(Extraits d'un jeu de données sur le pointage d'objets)
★ ★ ★
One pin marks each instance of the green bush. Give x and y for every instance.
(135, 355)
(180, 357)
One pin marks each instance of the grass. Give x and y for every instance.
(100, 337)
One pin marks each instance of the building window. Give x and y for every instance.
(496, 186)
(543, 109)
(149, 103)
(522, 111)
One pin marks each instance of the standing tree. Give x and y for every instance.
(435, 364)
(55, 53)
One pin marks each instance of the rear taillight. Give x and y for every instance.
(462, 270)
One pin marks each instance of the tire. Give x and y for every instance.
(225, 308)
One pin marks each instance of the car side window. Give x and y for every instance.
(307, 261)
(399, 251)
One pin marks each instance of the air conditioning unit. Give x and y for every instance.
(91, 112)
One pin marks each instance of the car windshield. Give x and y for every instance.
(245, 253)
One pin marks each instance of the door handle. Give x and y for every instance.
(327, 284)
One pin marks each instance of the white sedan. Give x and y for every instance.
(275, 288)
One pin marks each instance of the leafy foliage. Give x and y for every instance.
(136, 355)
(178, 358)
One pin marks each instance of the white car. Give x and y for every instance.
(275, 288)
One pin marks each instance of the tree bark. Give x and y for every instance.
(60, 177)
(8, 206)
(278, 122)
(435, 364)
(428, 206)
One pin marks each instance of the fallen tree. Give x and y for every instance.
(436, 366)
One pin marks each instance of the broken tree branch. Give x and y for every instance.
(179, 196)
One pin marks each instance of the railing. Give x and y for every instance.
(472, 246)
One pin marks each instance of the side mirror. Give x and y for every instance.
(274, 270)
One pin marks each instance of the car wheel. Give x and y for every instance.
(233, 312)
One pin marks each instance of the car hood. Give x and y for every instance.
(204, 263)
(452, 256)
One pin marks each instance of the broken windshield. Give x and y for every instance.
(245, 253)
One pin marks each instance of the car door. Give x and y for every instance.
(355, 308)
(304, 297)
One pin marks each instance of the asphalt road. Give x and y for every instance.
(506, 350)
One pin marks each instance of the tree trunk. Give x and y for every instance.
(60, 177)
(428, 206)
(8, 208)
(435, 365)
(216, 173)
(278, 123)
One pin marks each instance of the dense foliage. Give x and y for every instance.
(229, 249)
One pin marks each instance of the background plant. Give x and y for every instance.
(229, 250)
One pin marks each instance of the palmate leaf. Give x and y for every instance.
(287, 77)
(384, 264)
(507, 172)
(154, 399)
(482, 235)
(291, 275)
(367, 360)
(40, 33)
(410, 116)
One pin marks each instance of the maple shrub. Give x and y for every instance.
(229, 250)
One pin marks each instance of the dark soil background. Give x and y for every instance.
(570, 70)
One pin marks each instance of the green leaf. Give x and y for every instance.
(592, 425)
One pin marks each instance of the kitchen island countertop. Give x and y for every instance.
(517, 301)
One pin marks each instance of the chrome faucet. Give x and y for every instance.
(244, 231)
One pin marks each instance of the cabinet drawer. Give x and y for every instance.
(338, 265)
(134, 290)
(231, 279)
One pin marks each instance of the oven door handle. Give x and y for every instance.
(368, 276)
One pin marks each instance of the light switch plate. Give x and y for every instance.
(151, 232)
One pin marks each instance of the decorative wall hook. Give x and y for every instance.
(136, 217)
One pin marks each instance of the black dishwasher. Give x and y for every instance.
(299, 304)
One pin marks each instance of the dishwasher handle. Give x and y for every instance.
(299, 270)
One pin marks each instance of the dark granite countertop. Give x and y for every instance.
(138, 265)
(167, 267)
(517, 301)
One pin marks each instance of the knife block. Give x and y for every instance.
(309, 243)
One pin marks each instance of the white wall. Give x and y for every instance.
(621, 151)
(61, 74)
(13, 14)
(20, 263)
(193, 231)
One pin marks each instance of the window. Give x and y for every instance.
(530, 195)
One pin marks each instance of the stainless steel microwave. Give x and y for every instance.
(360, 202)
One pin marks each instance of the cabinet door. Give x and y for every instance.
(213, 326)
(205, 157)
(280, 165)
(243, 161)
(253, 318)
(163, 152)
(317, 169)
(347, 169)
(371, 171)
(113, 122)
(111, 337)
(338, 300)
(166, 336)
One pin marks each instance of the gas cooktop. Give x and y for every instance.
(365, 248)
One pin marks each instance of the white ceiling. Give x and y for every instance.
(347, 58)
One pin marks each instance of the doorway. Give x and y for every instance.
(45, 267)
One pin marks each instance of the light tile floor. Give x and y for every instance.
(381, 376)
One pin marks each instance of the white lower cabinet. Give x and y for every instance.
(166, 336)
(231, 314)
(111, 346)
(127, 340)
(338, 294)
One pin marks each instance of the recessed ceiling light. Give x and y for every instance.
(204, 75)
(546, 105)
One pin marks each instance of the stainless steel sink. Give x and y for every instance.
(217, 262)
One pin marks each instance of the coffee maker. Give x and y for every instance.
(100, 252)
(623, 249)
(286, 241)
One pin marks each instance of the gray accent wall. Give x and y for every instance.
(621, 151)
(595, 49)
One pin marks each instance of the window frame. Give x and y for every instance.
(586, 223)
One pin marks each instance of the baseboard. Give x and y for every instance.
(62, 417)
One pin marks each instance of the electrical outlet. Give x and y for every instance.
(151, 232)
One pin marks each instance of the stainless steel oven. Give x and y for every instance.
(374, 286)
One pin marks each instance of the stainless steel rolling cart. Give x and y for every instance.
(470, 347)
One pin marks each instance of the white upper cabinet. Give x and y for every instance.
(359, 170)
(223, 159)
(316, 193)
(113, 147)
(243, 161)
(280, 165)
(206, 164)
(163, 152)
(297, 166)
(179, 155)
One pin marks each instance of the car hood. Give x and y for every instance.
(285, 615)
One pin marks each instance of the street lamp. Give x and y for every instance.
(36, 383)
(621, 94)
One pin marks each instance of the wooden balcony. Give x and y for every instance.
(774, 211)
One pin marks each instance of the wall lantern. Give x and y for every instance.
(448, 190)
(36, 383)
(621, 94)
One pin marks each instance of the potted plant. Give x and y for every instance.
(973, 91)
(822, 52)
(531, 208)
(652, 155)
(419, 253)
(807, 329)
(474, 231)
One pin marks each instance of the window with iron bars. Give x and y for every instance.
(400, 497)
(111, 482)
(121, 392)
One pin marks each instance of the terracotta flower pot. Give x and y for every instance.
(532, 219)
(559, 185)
★ ★ ★
Renommez « car hood » en « car bonnet » partout dans ces lignes, sans rien modifier d'autre.

### RÉSULTAT
One pin marks each instance of the green bush. Give x and y for every instance.
(135, 355)
(180, 357)
One pin marks each instance of the grass. Give x and y for every instance.
(100, 337)
One pin marks each instance of the building window. Give x and y for every instance.
(496, 186)
(543, 109)
(149, 103)
(522, 111)
One pin marks each instance of the standing tree. Give x and y for every instance.
(435, 364)
(55, 53)
One pin marks each instance of the rear taillight. Give x and y for every instance.
(462, 270)
One pin marks each instance of the tire. Give x and y for every instance.
(225, 308)
One pin marks each instance of the car side window. Give x and y for every instance.
(307, 261)
(399, 251)
One pin marks each instance of the air conditioning unit. Give x and y for every instance.
(91, 112)
One pin marks each instance of the car windshield. Give x and y for every instance.
(245, 253)
One pin marks each instance of the door handle. Give x and y for every instance.
(327, 284)
One pin marks each instance of the white sedan. Give x and y for every instance.
(275, 288)
One pin marks each instance of the leafy foliage. Give x and y for every instance.
(136, 355)
(178, 358)
One pin marks each instance of the white car. Give x and y for every instance.
(275, 288)
One pin marks each instance of the tree bark. Give x and y for every instance.
(60, 177)
(8, 206)
(278, 122)
(435, 364)
(428, 206)
One pin marks each instance of the fallen tree. Give x and y for every instance.
(436, 366)
One pin marks each instance of the broken tree branch. Give x and y for every instance.
(179, 196)
One pin marks each instance of the railing. Give x and y for every instance.
(472, 246)
One pin marks each instance of the side mirror. Give x and y for every instance.
(274, 270)
One pin marks each instance of the car wheel. Give x and y for every instance.
(233, 312)
One pin marks each instance of the car bonnet. Give x and y for every instance.
(204, 263)
(452, 256)
One pin marks each instance of the broken windshield. Give x and y for every instance.
(245, 253)
One pin marks each instance of the car door. Give x and y for every instance.
(355, 308)
(304, 297)
One pin marks each instance of the asphalt road. Give x and y for every instance.
(506, 350)
One pin marks each instance of the tree trunk. Give x and y for every instance.
(60, 177)
(428, 206)
(8, 208)
(435, 365)
(216, 173)
(278, 123)
One pin marks each instance of the dense foliage. Give x and y for every instance.
(229, 249)
One pin marks each instance of the background plant. Give x and y for every instance.
(229, 250)
One pin marks each instance of the palmate leaf. Give x and y for every instance.
(287, 77)
(384, 264)
(507, 172)
(154, 399)
(482, 235)
(291, 275)
(367, 360)
(40, 33)
(410, 116)
One pin marks each instance of the maple shrub. Give x and y for every instance.
(229, 250)
One pin marks each instance of the dark soil background. Give x and y for every instance.
(570, 70)
One pin marks each instance of the green leaf. Give x and y for every instance.
(592, 425)
One pin marks each instance of the kitchen island countertop. Give x and y for every instance.
(517, 301)
One pin marks each instance of the chrome faucet. Give x and y for every instance.
(244, 231)
One pin marks each instance of the cabinet drawer. Give x and y for every instance.
(338, 265)
(134, 290)
(231, 279)
One pin marks each instance of the oven door handle. Give x and y for every instance.
(368, 276)
One pin marks each instance of the light switch plate. Give x and y for every instance.
(151, 232)
One pin marks each instance of the decorative wall hook. Give x and y for every instance.
(136, 217)
One pin marks each instance of the black dishwasher. Give x and y for every instance.
(299, 304)
One pin marks each instance of the dishwasher handle. Give x and y for every instance.
(299, 270)
One pin marks each instance of the dark granite countertop. Give x and y for every instance.
(138, 265)
(167, 267)
(517, 301)
One pin marks each instance of the knife block. Give x and y for every instance.
(309, 243)
One pin marks each instance of the white wall. Give x and y for every instance.
(621, 151)
(61, 74)
(13, 14)
(20, 263)
(193, 231)
One pin marks each instance of the window. Give x and y for every instance.
(530, 195)
One pin marks each instance of the stainless steel microwave. Give x and y for every instance.
(360, 202)
One pin marks each instance of the cabinet door. Give x and y for every instance.
(213, 326)
(205, 157)
(280, 165)
(243, 161)
(253, 318)
(163, 152)
(317, 169)
(347, 169)
(371, 171)
(113, 122)
(111, 337)
(338, 300)
(166, 336)
One pin marks each instance of the gas cooktop. Give x and y for every instance.
(365, 248)
One pin marks each instance of the white ceiling. Give x and y for every instance.
(347, 58)
One pin marks each instance of the doorway. Give x and y for every instance.
(45, 267)
One pin marks each instance of the light tile floor. Give x and y for every instance.
(381, 376)
One pin marks each instance of the white lower cabinet. Give x and y for every instance.
(166, 336)
(231, 314)
(111, 346)
(127, 340)
(338, 294)
One pin marks each instance of the recessed ceiling light. Give x and y for every instance.
(204, 75)
(546, 105)
One pin marks each instance of the stainless steel sink. Give x and y for every instance.
(217, 262)
One pin marks each instance of the coffee maker. Give x and y for every instance.
(100, 252)
(623, 249)
(286, 241)
One pin marks each instance of the gray accent wall. Give x and y for every instance.
(621, 151)
(595, 49)
One pin marks each instance of the window frame. Give x and y for every instance.
(586, 223)
One pin marks each instance of the baseboard. Give x and y for every instance.
(62, 417)
One pin marks each instance of the electrical outlet. Give x and y for every instance.
(151, 232)
One pin marks each instance of the stainless steel oven. Give x and y for every instance.
(374, 286)
One pin marks each instance of the stainless steel rolling cart. Give x and y for every instance.
(470, 347)
One pin marks each instance of the white upper cabinet. Give x and y for every instance.
(359, 170)
(223, 159)
(316, 193)
(113, 147)
(243, 161)
(280, 165)
(206, 164)
(163, 152)
(297, 166)
(179, 155)
One pin marks each instance of the car bonnet. Give x and y for every instance.
(285, 615)
One pin marks each instance of the street lamp. Give x and y for every instance.
(36, 383)
(621, 94)
One pin marks each instance of the wooden balcony. Give x and y for every instance.
(774, 211)
One pin marks each instance of the wall lantern. Give x and y for every instance.
(448, 190)
(36, 383)
(621, 94)
One pin marks each instance of the potted plant. Give x and y for every instance.
(973, 91)
(822, 52)
(531, 208)
(652, 155)
(419, 253)
(807, 329)
(474, 231)
One pin marks each instance of the window with iron bars. Give x and y for every instance.
(400, 497)
(111, 482)
(121, 392)
One pin marks each instance of the terracotta flower pot. Give x and y for every instance.
(532, 219)
(559, 185)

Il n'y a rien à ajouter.